# START OF Provided data

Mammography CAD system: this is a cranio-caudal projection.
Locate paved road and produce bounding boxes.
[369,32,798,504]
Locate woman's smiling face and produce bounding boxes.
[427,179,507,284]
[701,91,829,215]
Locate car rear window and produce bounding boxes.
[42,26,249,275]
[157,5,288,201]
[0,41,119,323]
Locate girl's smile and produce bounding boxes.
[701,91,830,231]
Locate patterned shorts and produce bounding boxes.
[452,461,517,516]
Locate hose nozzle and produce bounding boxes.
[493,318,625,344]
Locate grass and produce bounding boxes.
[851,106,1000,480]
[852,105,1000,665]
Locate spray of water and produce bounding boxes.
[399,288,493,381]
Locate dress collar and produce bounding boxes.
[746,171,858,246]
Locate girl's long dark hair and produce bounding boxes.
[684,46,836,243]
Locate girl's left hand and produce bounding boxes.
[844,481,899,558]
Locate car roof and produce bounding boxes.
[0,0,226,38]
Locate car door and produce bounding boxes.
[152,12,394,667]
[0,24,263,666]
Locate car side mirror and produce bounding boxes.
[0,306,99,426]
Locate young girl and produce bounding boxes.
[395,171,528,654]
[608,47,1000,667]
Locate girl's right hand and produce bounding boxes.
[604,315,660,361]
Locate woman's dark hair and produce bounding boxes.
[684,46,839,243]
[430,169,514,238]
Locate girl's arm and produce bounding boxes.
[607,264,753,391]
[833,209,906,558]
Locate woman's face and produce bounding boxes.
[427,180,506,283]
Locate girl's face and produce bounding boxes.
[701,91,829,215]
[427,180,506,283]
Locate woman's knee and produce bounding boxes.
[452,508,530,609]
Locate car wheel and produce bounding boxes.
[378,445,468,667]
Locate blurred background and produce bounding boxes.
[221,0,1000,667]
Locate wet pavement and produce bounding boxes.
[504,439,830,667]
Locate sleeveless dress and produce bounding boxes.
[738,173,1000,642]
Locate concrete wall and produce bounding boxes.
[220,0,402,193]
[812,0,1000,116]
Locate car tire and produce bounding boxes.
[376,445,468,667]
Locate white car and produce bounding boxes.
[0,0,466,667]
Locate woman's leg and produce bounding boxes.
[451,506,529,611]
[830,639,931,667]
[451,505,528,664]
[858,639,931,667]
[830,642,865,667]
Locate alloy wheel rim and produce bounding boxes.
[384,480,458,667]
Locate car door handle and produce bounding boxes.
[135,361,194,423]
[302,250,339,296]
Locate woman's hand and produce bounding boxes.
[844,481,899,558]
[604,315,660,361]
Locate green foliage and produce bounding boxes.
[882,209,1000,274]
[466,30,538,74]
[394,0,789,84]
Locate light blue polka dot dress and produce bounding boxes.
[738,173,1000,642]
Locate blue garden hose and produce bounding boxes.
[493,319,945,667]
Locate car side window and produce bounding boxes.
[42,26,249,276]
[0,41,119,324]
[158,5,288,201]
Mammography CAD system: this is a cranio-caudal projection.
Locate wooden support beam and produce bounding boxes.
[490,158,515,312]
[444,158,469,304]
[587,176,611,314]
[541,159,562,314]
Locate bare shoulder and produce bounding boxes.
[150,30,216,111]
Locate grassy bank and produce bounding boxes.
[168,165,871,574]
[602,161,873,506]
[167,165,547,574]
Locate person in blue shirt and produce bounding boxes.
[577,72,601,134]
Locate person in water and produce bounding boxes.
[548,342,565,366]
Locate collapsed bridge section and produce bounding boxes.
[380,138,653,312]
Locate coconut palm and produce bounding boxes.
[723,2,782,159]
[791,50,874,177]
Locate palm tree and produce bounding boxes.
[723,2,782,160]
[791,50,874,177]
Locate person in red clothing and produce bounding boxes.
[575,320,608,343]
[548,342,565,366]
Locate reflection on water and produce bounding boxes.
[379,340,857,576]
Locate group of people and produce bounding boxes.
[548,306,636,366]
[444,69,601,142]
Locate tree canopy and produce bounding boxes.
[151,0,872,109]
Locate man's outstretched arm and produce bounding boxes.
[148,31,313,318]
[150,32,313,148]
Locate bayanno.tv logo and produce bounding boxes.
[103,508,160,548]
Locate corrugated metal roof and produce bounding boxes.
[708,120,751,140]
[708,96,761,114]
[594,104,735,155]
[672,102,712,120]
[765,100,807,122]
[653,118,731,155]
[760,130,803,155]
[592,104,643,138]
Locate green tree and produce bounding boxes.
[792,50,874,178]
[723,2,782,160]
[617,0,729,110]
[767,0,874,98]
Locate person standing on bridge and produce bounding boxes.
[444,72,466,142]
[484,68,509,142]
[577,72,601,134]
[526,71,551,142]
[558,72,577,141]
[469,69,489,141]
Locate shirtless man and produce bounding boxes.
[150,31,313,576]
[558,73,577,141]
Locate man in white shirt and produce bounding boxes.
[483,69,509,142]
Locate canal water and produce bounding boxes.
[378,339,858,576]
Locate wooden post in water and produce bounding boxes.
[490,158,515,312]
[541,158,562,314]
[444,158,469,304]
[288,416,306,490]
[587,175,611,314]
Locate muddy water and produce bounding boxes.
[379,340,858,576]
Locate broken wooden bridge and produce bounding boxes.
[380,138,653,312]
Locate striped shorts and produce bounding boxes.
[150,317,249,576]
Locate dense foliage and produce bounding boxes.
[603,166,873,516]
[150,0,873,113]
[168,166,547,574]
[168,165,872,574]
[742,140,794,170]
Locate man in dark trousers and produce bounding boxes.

# END OF Provided data

Write every item above as a numbered list, one line per number, leaving out any blank lines.

1. Mammography CAD system: this is a cranio-caudal projection.
2. Locate paved road and produce bounding boxes.
3. [369,32,798,504]
4. Locate woman's smiling face and produce bounding boxes.
5. [427,179,507,284]
6. [701,91,829,215]
7. Locate car rear window and produce bounding boxes.
8. [42,26,249,275]
9. [157,5,288,201]
10. [0,41,119,323]
11. Locate girl's smile and produce bounding boxes.
12. [701,91,830,231]
13. Locate patterned shorts and produce bounding boxes.
14. [452,461,517,516]
15. Locate hose nozzle and produce bounding boxes.
16. [493,318,625,344]
17. Locate grass and produce bounding boxes.
18. [851,106,1000,480]
19. [852,105,1000,665]
20. Locate spray of water and produce bounding boxes.
21. [399,288,493,381]
22. Locate dress collar and produce bounding boxes.
23. [746,171,858,246]
24. Locate girl's long dark hair and produce bounding boxes.
25. [684,46,836,243]
26. Locate girl's left hand and produce bounding boxes.
27. [844,481,899,558]
28. Locate car roof and produce bounding boxes.
29. [0,0,226,38]
30. Locate car door and produce bounding boxes.
31. [152,12,394,667]
32. [0,24,263,666]
33. Locate car side mirror and produce bounding boxes.
34. [0,306,99,426]
35. Locate young girl and produce bounding boxes.
36. [395,171,528,654]
37. [608,47,1000,667]
38. Locate girl's right hand and produce bounding boxes.
39. [604,315,660,361]
40. Locate woman's dark hair and produce bounding boxes.
41. [684,46,839,243]
42. [430,169,514,238]
43. Locate girl's arm and produce bounding boxes.
44. [607,264,753,391]
45. [833,209,906,558]
46. Locate woman's face and produce bounding boxes.
47. [427,180,506,283]
48. Locate girl's face and produce bounding boxes.
49. [701,91,829,215]
50. [427,180,506,283]
51. Locate woman's knee and produce bounding boxes.
52. [452,508,530,609]
53. Locate car wheel and produce bounding boxes.
54. [378,445,468,667]
55. Locate blurred background and produce bounding boxes.
56. [221,0,1000,667]
57. Locate wet pavement and produce bounding boxes.
58. [504,439,830,667]
59. Locate sleeveless dress and produce bounding boxes.
60. [738,173,1000,642]
61. Locate concrete wall and produce bounding boxes.
62. [220,0,402,193]
63. [812,0,1000,116]
64. Locate car tire and produce bounding boxes.
65. [376,445,468,667]
66. Locate white car and produce bounding boxes.
67. [0,0,466,667]
68. Locate woman's leg and produce bounding boxes.
69. [451,506,529,611]
70. [830,639,931,667]
71. [451,505,528,664]
72. [858,639,931,667]
73. [830,642,865,667]
74. Locate alloy wheel rim and produce bounding boxes.
75. [384,480,458,667]
76. Locate car door handle and produce bounding boxes.
77. [135,361,194,423]
78. [302,250,339,296]
79. Locate woman's hand and produce bounding boxes.
80. [844,481,899,558]
81. [604,315,660,361]
82. Locate green foliage and produce bounding boxes.
83. [882,209,1000,274]
84. [466,30,538,74]
85. [394,0,789,84]
86. Locate light blue polka dot dress and produce bounding boxes.
87. [738,173,1000,642]
88. Locate blue garden hose and produce bounding boxes.
89. [493,319,945,667]
90. Locate car side window and produce bounding boxes.
91. [42,26,249,276]
92. [0,41,119,324]
93. [158,5,288,201]
94. Mammography CAD system: this is a cranio-caudal projection.
95. Locate wooden support beam and produce bounding boxes.
96. [490,158,515,312]
97. [444,158,469,304]
98. [587,176,611,314]
99. [541,159,562,314]
100. Locate bare shoulder and produce bounding boxes.
101. [150,30,216,111]
102. Locate grassy bank and produce bounding boxes.
103. [168,165,871,574]
104. [602,161,873,506]
105. [167,165,547,574]
106. Locate person in blue shirt and produce bounding boxes.
107. [577,72,601,134]
108. Locate person in water and produce bounding boxes.
109. [548,342,565,366]
110. Locate collapsed bridge section and produce bounding boxes.
111. [380,138,653,312]
112. Locate coconut palm and produce bounding boxes.
113. [723,2,782,159]
114. [791,50,874,177]
115. Locate palm tree and produce bounding boxes.
116. [723,2,782,160]
117. [791,50,874,177]
118. Locate person in red clothing and produce bounding boxes.
119. [575,320,608,343]
120. [548,342,565,366]
121. Locate reflection on water and produce bounding boxes.
122. [379,340,857,576]
123. Locate group of people and produce bounding boxes.
124. [548,306,636,366]
125. [444,69,601,142]
126. Locate tree canopy and produce bounding boxes.
127. [151,0,872,109]
128. Locate man's outstretched arm and produce bounding boxes.
129. [148,31,313,318]
130. [150,32,313,148]
131. Locate bayanno.tv logo and produce bounding boxes.
132. [103,508,160,548]
133. Locate corrugated metal roof and produce bounding boxes.
134. [708,120,751,140]
135. [708,96,761,114]
136. [594,104,735,155]
137. [672,102,712,120]
138. [765,100,807,122]
139. [653,118,731,155]
140. [760,130,803,155]
141. [592,104,643,138]
142. Locate green tree and produce bounding boxes.
143. [792,50,874,178]
144. [723,2,782,160]
145. [617,0,729,110]
146. [767,0,874,98]
147. Locate person standing on bridge and produce bounding boxes.
148. [444,72,466,142]
149. [484,68,509,142]
150. [577,72,601,134]
151. [526,71,551,142]
152. [558,72,577,141]
153. [469,69,489,141]
154. Locate shirtless man and produce bounding boxes.
155. [150,31,313,576]
156. [558,73,577,141]
157. Locate man in white shirt and produce bounding boxes.
158. [483,69,509,142]
159. Locate canal water and produce bounding boxes.
160. [378,339,858,576]
161. Locate wooden post in water and produce bounding boxes.
162. [490,158,515,312]
163. [541,158,562,314]
164. [444,158,469,304]
165. [288,416,306,490]
166. [587,175,611,314]
167. Locate muddy water and produce bounding boxes.
168. [379,340,858,576]
169. Locate broken wooden bridge and produce bounding boxes.
170. [380,138,653,312]
171. Locate striped shorts and produce bounding boxes.
172. [150,317,249,576]
173. Locate dense foliage and produce bounding boxes.
174. [603,166,873,516]
175. [150,0,873,113]
176. [168,166,547,574]
177. [168,165,872,574]
178. [742,140,794,170]
179. Locate man in dark trousers and produce bounding boxes.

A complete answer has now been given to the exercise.